Work required:
Every line of the records must be repeated exactly; pictures stay out.

>> Start

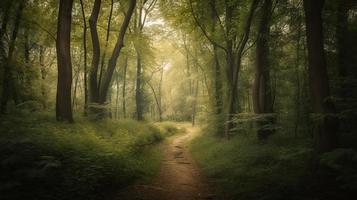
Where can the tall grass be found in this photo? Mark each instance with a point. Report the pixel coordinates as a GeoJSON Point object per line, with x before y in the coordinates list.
{"type": "Point", "coordinates": [44, 159]}
{"type": "Point", "coordinates": [246, 169]}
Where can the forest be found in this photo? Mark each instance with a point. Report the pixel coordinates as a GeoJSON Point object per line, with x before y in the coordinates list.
{"type": "Point", "coordinates": [178, 99]}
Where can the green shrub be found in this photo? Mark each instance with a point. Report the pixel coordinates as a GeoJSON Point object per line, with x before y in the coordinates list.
{"type": "Point", "coordinates": [247, 169]}
{"type": "Point", "coordinates": [43, 159]}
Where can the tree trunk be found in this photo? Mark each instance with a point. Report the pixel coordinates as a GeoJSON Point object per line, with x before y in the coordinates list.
{"type": "Point", "coordinates": [93, 81]}
{"type": "Point", "coordinates": [138, 89]}
{"type": "Point", "coordinates": [64, 82]}
{"type": "Point", "coordinates": [124, 87]}
{"type": "Point", "coordinates": [43, 77]}
{"type": "Point", "coordinates": [85, 58]}
{"type": "Point", "coordinates": [106, 43]}
{"type": "Point", "coordinates": [116, 52]}
{"type": "Point", "coordinates": [232, 104]}
{"type": "Point", "coordinates": [217, 70]}
{"type": "Point", "coordinates": [326, 126]}
{"type": "Point", "coordinates": [262, 97]}
{"type": "Point", "coordinates": [9, 88]}
{"type": "Point", "coordinates": [194, 107]}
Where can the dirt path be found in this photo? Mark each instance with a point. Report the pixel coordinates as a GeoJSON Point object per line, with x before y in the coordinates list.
{"type": "Point", "coordinates": [178, 179]}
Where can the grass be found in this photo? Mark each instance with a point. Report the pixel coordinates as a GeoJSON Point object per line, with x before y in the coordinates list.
{"type": "Point", "coordinates": [43, 159]}
{"type": "Point", "coordinates": [245, 169]}
{"type": "Point", "coordinates": [282, 168]}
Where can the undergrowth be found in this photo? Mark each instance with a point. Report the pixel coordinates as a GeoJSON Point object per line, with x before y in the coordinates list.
{"type": "Point", "coordinates": [281, 168]}
{"type": "Point", "coordinates": [43, 159]}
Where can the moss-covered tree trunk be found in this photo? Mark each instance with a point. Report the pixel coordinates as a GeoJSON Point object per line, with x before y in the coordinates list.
{"type": "Point", "coordinates": [64, 82]}
{"type": "Point", "coordinates": [326, 124]}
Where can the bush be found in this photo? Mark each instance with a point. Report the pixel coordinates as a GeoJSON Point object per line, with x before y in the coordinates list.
{"type": "Point", "coordinates": [43, 159]}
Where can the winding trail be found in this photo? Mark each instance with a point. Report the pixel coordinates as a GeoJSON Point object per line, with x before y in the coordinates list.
{"type": "Point", "coordinates": [178, 179]}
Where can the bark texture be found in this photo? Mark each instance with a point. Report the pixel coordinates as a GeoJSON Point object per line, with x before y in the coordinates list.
{"type": "Point", "coordinates": [64, 82]}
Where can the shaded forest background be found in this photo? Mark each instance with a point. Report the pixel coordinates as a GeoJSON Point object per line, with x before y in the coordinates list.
{"type": "Point", "coordinates": [272, 83]}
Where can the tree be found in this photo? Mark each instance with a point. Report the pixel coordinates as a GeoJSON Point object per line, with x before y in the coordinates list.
{"type": "Point", "coordinates": [326, 123]}
{"type": "Point", "coordinates": [99, 93]}
{"type": "Point", "coordinates": [85, 58]}
{"type": "Point", "coordinates": [9, 87]}
{"type": "Point", "coordinates": [64, 82]}
{"type": "Point", "coordinates": [262, 96]}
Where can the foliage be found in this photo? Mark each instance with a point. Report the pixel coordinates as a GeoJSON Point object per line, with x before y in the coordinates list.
{"type": "Point", "coordinates": [43, 159]}
{"type": "Point", "coordinates": [246, 169]}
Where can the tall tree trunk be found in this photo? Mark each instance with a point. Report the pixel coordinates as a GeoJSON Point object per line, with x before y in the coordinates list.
{"type": "Point", "coordinates": [85, 58]}
{"type": "Point", "coordinates": [64, 82]}
{"type": "Point", "coordinates": [232, 101]}
{"type": "Point", "coordinates": [9, 88]}
{"type": "Point", "coordinates": [262, 97]}
{"type": "Point", "coordinates": [43, 77]}
{"type": "Point", "coordinates": [326, 126]}
{"type": "Point", "coordinates": [124, 86]}
{"type": "Point", "coordinates": [93, 74]}
{"type": "Point", "coordinates": [138, 89]}
{"type": "Point", "coordinates": [106, 43]}
{"type": "Point", "coordinates": [194, 107]}
{"type": "Point", "coordinates": [116, 52]}
{"type": "Point", "coordinates": [217, 70]}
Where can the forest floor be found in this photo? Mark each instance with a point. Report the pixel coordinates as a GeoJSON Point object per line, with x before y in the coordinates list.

>> End

The answer:
Where can the tall grass be found in this photo? Mark each instance with a point. Report the pixel coordinates as a GeoJSON Point object per line, with x before y in the coordinates list.
{"type": "Point", "coordinates": [44, 159]}
{"type": "Point", "coordinates": [246, 169]}
Where can the forest be found in this photo? Mark each instance with a point. Report the pixel coordinates as a GeoJSON Point object per line, with x before y in the coordinates list.
{"type": "Point", "coordinates": [178, 99]}
Where can the green shrub be found in this photo? Mark each instance with a point. Report the pixel coordinates as a GeoJSON Point object per line, with x before y in the coordinates list.
{"type": "Point", "coordinates": [247, 169]}
{"type": "Point", "coordinates": [43, 159]}
Where can the tree trunk be found in this photo? Mark each instance with a point. Report the pixel coordinates as a GeoJSON Point object per line, with x before y in the coordinates list.
{"type": "Point", "coordinates": [93, 81]}
{"type": "Point", "coordinates": [138, 89]}
{"type": "Point", "coordinates": [64, 82]}
{"type": "Point", "coordinates": [124, 87]}
{"type": "Point", "coordinates": [43, 77]}
{"type": "Point", "coordinates": [85, 58]}
{"type": "Point", "coordinates": [106, 43]}
{"type": "Point", "coordinates": [116, 52]}
{"type": "Point", "coordinates": [232, 104]}
{"type": "Point", "coordinates": [217, 70]}
{"type": "Point", "coordinates": [326, 126]}
{"type": "Point", "coordinates": [262, 97]}
{"type": "Point", "coordinates": [9, 88]}
{"type": "Point", "coordinates": [194, 107]}
Where can the dirt path be found in this photo? Mark each instance with a point. Report the pixel coordinates as a GeoJSON Point object per line, with x before y in the coordinates list.
{"type": "Point", "coordinates": [178, 179]}
Where can the grass be found in this photo? Mark each instance with a point. Report the pixel coordinates as a GeoJSON Point object per line, with x before y in the coordinates list.
{"type": "Point", "coordinates": [43, 159]}
{"type": "Point", "coordinates": [245, 169]}
{"type": "Point", "coordinates": [282, 168]}
Where can the undergrowth be found in this photo? Mark each instance with a point. Report the pixel coordinates as a GeoJSON Point object per line, with x before y in the coordinates list.
{"type": "Point", "coordinates": [281, 168]}
{"type": "Point", "coordinates": [43, 159]}
Where can the moss-covered tree trunk be found in this photo? Mark each instance with a point. Report the pixel coordinates as a GeoJSON Point object per line, with x before y in the coordinates list.
{"type": "Point", "coordinates": [64, 82]}
{"type": "Point", "coordinates": [326, 124]}
Where can the bush be found in this photo? Mark each instance with a point. Report the pixel coordinates as a GeoJSON Point object per line, with x before y in the coordinates list.
{"type": "Point", "coordinates": [43, 159]}
Where can the winding trail be found in this photo? Mark each instance with a point. Report the pixel coordinates as a GeoJSON Point object per line, with x before y in the coordinates list.
{"type": "Point", "coordinates": [178, 179]}
Where can the bark texture be found in this photo? Mark each instance with a point. Report the pixel coordinates as a GeoJSON Point object per line, with x before y in the coordinates list.
{"type": "Point", "coordinates": [64, 82]}
Where can the shaded forest background be found in this photo? Mark each instance with a point. Report the pixel coordinates as a GeoJSON Point object per line, with x before y in the coordinates list.
{"type": "Point", "coordinates": [272, 83]}
Where can the tree be found in this photo? Mark each instance with a point. Report the pixel coordinates as a GeoJSON Point object per line, with x before y in the coordinates list.
{"type": "Point", "coordinates": [326, 123]}
{"type": "Point", "coordinates": [99, 93]}
{"type": "Point", "coordinates": [85, 58]}
{"type": "Point", "coordinates": [9, 87]}
{"type": "Point", "coordinates": [64, 82]}
{"type": "Point", "coordinates": [262, 96]}
Where can the foliage be found in this photo? Mark each instance with a point. Report the pixel coordinates as a GeoJSON Point object per line, with x before y in the coordinates list.
{"type": "Point", "coordinates": [43, 159]}
{"type": "Point", "coordinates": [246, 169]}
Where can the tall tree trunk be found in this photo? Mark each instance with a point. Report the pixel coordinates as a GeoJSON Point object per line, with x before y in the coordinates list.
{"type": "Point", "coordinates": [85, 58]}
{"type": "Point", "coordinates": [64, 82]}
{"type": "Point", "coordinates": [232, 101]}
{"type": "Point", "coordinates": [9, 88]}
{"type": "Point", "coordinates": [262, 97]}
{"type": "Point", "coordinates": [43, 77]}
{"type": "Point", "coordinates": [326, 126]}
{"type": "Point", "coordinates": [124, 86]}
{"type": "Point", "coordinates": [93, 74]}
{"type": "Point", "coordinates": [138, 89]}
{"type": "Point", "coordinates": [106, 43]}
{"type": "Point", "coordinates": [194, 107]}
{"type": "Point", "coordinates": [116, 52]}
{"type": "Point", "coordinates": [217, 70]}
Where can the forest floor be found in this photo? Mark each instance with a point. Report the pixel coordinates as a GeoJSON Point object per line, with x before y in the coordinates list.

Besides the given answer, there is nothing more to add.